Whenever we have locals come over to our little sanctuary, there is inevitably some culture clash. This usually stems from the same sources: bossiness, smoking, littering, and not answering questions. We are getting fed up with these same problems arising every time we invite somebody to our place, so this may be the last time we hire people to help us with our house.

Just before the workers arrived on the first day, Yulia and I were joking that the roofers wouldn't even bring their own ladder. When they arrived, their very first question was, where is your ladder? It turned out that they didn't have their own car, so bringing a ladder by bus would be impossible. That's fine I guess, but this is something that we should have talked about when the boss came out for the consultation. He could have easily explained that they don't have a vehicle and asked if we had a ladder. Isn't that the point of a consultation?

We've become used to people coming here and expecting just what they need to be here waiting for them. When surveyors came--unannounced--to measure our land for the bureaucracy, they demanded that I bring some stakes to put at the corners of the property--no, not those size stakes, but those size stakes. Make sense? No? Good. Quick hurry up. You can't be busy with your own things right now.

GOAL OF THE EXERCISE
Copy out word for word the part of the passage above about hiring local workers, starting with "Whenever we have" and ending after "with our house.".

RAW RECORDS

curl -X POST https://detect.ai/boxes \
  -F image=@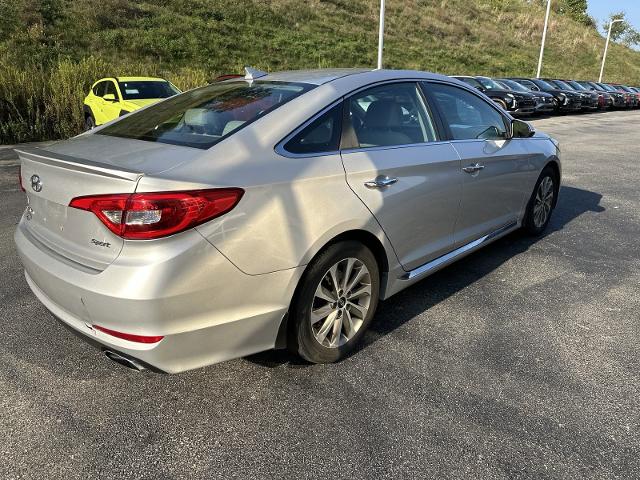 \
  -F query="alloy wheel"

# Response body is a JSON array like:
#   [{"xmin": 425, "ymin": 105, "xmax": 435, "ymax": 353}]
[
  {"xmin": 310, "ymin": 257, "xmax": 371, "ymax": 348},
  {"xmin": 533, "ymin": 176, "xmax": 554, "ymax": 228}
]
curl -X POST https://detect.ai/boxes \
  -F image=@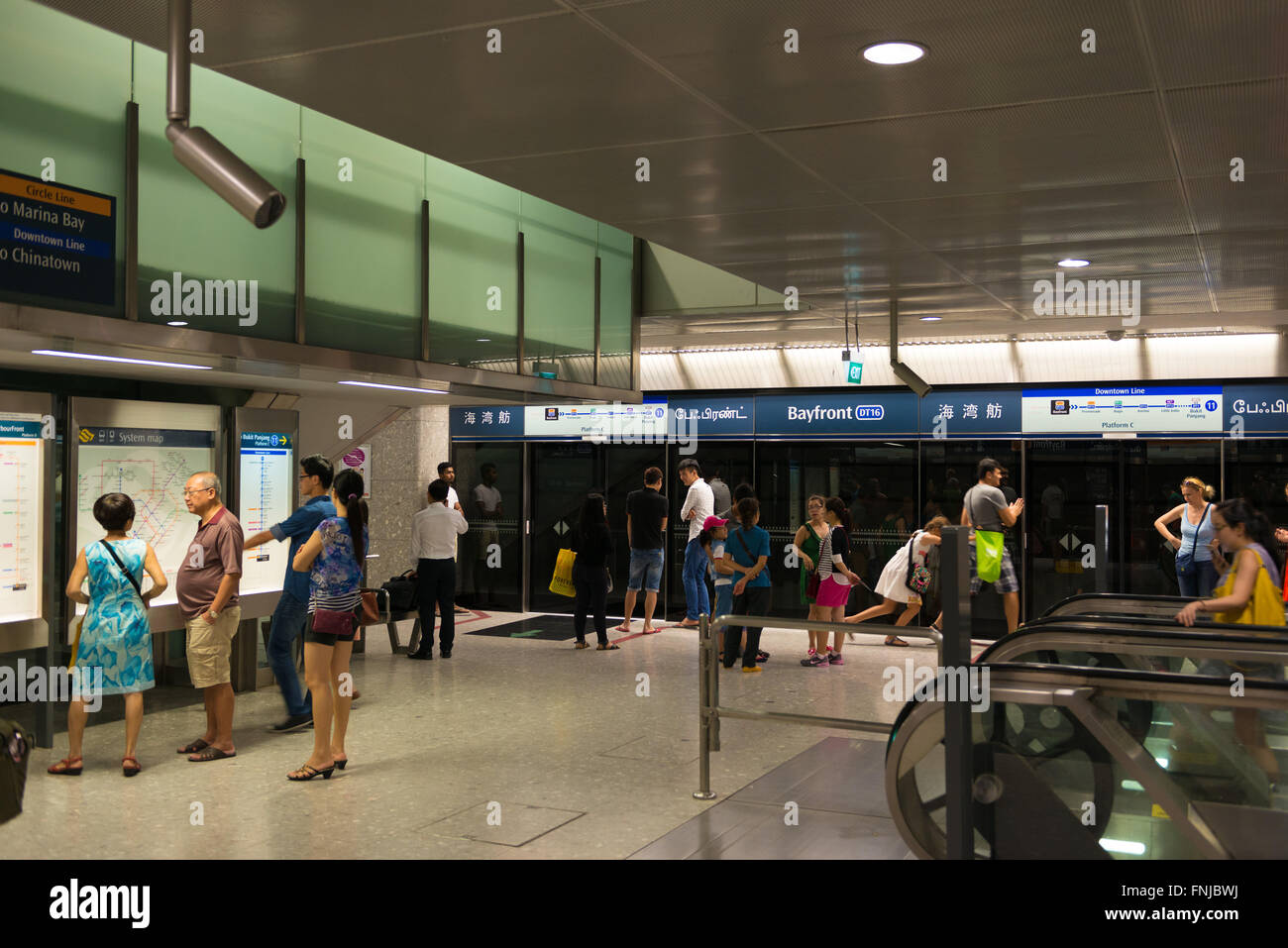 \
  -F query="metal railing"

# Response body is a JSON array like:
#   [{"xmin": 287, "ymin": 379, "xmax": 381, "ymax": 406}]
[{"xmin": 693, "ymin": 613, "xmax": 944, "ymax": 799}]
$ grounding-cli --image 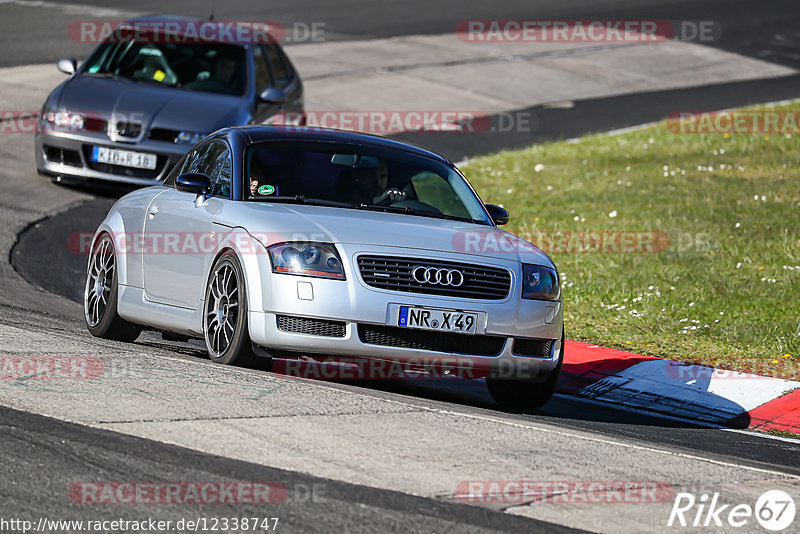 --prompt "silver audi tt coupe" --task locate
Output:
[84,126,564,407]
[35,16,304,185]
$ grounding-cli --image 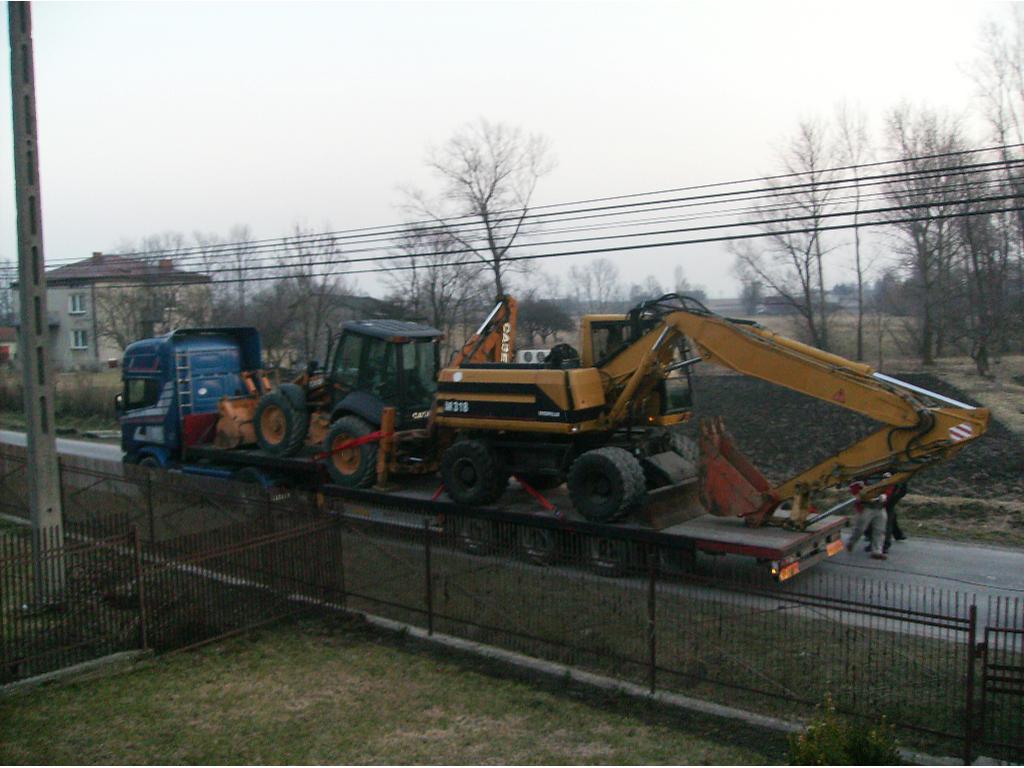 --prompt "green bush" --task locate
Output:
[790,696,900,765]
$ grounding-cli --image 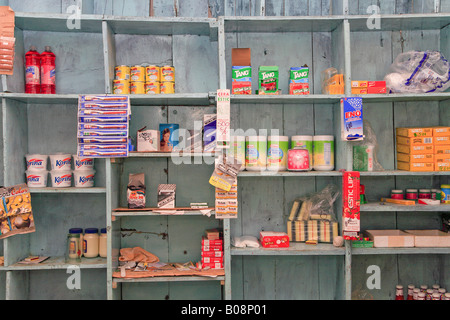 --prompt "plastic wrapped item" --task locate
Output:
[353,120,384,171]
[384,51,450,93]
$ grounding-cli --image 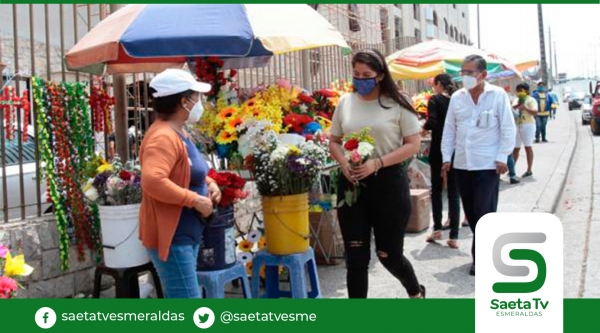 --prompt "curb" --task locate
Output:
[531,115,579,214]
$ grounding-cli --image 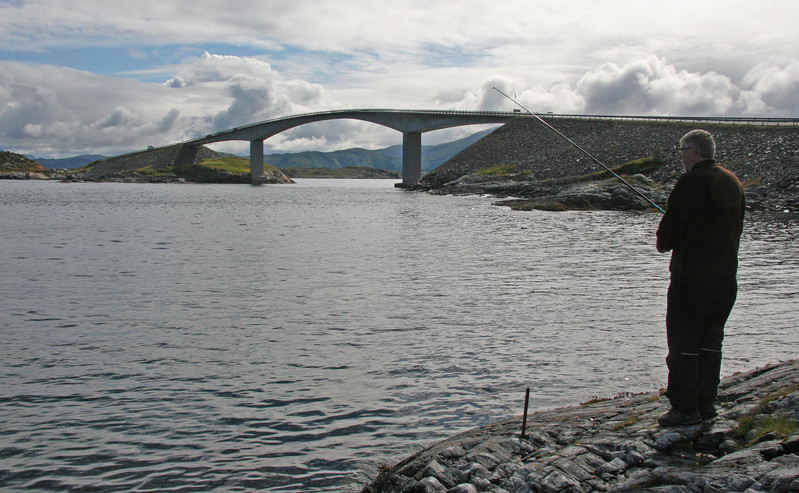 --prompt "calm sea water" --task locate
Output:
[0,180,799,491]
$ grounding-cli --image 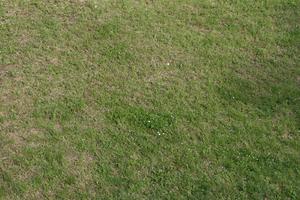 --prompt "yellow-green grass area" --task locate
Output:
[0,0,300,200]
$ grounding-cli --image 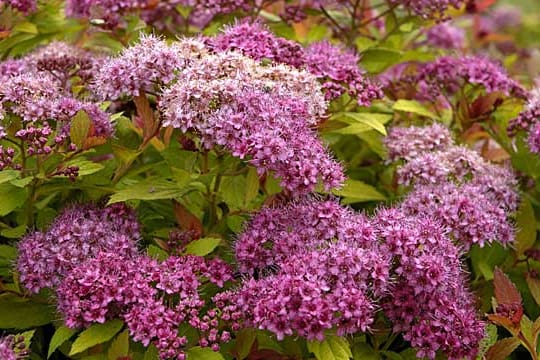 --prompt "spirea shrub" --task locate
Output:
[0,0,540,360]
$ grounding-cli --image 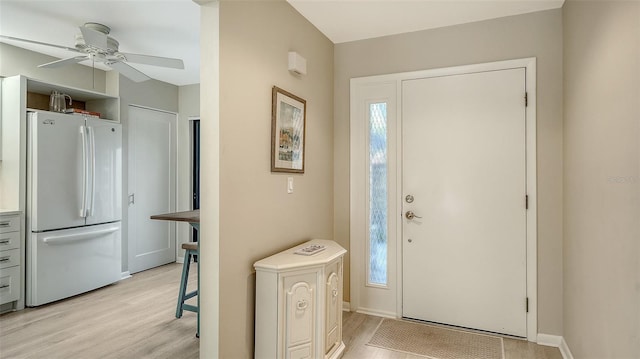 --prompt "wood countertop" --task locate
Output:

WORKED ANSWER
Whenever we have locals come over to our little sanctuary, there is inevitably some culture clash. This usually stems from the same sources: bossiness, smoking, littering, and not answering questions. We are getting fed up with these same problems arising every time we invite somebody to our place, so this may be the last time we hire people to help us with our house.